··· PASSAGE

Allison St-Jean, press secretary to Canada’s Office of the Minister of Transport, said there are currently some options for passenger vessel with over 100 passengers with overnight accommodations.

St-Jean said in response to an email query that despite the restrictions in place for passenger vessels with more than 100 persons with overnight accommodation, foreign cruise vessels are permitted to navigate the Inside Passage of the West Coast, the Great Lakes, the St. Lawrence River, the Gulf of St. Lawrence and the St. Lawrence Seaway, as long as their passage is expeditious and there is no stop at any Canadian ports.

Alaska’s congressional delegation sent a letter to Canadian Prime Minister Justin Trudeau on Saturday, Feb. 13, urging him to consider collaboration between Canada and Alaska that would allow cruise ships with more than 100 passengers to transit Canadian waters in time for the 2021 cruise ship season. The two governments should, for as long as the global novel coronavirus pandemic continues, maintain an open dialogue to work out health and safety alternatives that allow for these ships to pass through Canadian waters, they said.

“We would appreciate,” they said, “your sincere consideration of a variety of options, including robust health protocols and the employment of technical stops, which may constitute a safe, yet reasonable, compromise to solving this dilemma.”

······
··· MATERIAL SUPPLIED

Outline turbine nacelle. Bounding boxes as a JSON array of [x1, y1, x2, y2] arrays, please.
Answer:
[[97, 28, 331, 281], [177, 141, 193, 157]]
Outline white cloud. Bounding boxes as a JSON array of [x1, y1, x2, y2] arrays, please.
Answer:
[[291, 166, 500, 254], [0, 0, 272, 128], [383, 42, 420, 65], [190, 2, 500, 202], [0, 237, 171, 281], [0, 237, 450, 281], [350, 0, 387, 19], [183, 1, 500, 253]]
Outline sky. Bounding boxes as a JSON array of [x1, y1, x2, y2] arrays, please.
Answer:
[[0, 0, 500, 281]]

······

**WHAT TO WORK ON**.
- 1) Decide whether each statement agrees with the cruise ship passage. Answer yes or no, and quote the words that settle it.
(a) Foreign cruise vessels may navigate the Great Lakes as long as they make no stop at Canadian ports.
(b) Alaska's congressional delegation sent its letter to Justin Trudeau on a Sunday.
(c) The letter lists technical stops among the possible options.
- 2) Please rewrite the cruise ship passage between "Allison St-Jean, press" and "with overnight accommodations.", inclusive, replacing "press secretary" with "spokesperson".
Use only the cruise ship passage for your answers.

**ANSWERS GIVEN**.
- 1)
(a) Yes: "as long as their passage is expeditious and there is no stop at any Canadian ports"
(b) No: "on Saturday, Feb. 13"
(c) Yes: "including robust health protocols and the employment of technical stops"

- 2)
Allison St-Jean, spokesperson to Canada’s Office of the Minister of Transport, said there are currently some options for passenger vessel with over 100 passengers with overnight accommodations.